- Stored items:
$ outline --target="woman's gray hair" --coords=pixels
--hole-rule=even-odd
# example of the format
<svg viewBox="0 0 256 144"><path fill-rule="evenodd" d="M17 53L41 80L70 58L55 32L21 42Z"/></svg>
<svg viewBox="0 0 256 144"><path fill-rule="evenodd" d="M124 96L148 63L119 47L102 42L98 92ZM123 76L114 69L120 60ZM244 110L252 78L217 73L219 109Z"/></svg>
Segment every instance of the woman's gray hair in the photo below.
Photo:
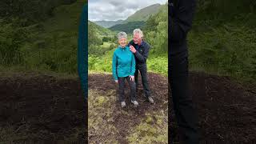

- The exercise: Reproduce every one of the stored items above word for word, but leave the pictures out.

- Exercise answer:
$ outline --target="woman's gray hair" --coords=pixels
--hole-rule=even-odd
# example of the format
<svg viewBox="0 0 256 144"><path fill-rule="evenodd" d="M17 53L41 80L70 58L55 32L21 42Z"/></svg>
<svg viewBox="0 0 256 144"><path fill-rule="evenodd" d="M124 96L148 63L119 47L102 42L98 92ZM123 76L114 69L120 60ZM244 110L252 78L217 73L219 109Z"/></svg>
Segment every instance of the woman's gray hair in the photo below.
Photo:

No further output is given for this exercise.